(Beginning of Information shown)

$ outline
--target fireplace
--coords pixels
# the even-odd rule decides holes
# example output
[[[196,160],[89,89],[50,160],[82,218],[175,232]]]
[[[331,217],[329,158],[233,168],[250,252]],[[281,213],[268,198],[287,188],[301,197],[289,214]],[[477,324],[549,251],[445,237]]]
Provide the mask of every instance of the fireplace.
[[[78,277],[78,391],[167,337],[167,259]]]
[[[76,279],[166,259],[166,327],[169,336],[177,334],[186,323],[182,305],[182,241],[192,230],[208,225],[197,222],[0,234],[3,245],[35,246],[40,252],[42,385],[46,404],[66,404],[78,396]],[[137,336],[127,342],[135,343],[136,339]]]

(End of Information shown)
(Beginning of Information shown)

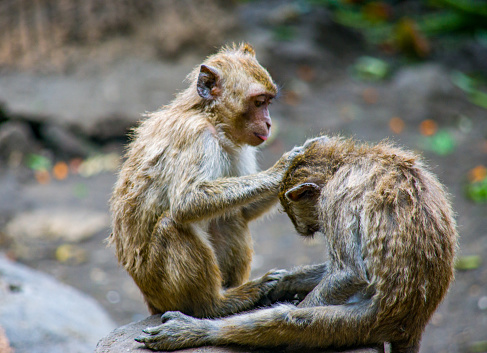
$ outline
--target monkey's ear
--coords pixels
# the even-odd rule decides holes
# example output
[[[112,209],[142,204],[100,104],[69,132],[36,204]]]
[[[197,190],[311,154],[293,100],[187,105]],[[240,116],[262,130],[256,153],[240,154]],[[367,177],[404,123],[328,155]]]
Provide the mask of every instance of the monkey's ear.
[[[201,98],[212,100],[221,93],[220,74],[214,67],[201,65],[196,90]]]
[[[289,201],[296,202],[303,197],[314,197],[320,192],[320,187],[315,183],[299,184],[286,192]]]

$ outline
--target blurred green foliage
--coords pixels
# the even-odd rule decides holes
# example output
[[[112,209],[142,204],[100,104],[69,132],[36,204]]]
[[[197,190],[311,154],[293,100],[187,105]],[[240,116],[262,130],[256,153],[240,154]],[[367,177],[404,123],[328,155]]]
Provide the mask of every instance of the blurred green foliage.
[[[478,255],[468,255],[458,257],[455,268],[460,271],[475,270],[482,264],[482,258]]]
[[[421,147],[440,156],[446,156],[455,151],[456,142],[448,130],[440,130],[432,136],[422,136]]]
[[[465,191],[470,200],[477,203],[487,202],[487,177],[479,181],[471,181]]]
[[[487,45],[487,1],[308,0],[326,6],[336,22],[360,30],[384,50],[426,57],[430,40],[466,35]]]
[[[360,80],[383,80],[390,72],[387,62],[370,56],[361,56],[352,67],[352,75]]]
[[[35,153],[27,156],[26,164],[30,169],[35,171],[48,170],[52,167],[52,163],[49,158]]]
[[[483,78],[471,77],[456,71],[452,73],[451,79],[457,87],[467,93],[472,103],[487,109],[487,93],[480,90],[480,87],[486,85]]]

(End of Information shown)

◆ What you have to do: Scan the entries and show every line in which the word "target" is found.

◆ Written response:
--target fireplace
--target monkey's ear
--target blurred green foliage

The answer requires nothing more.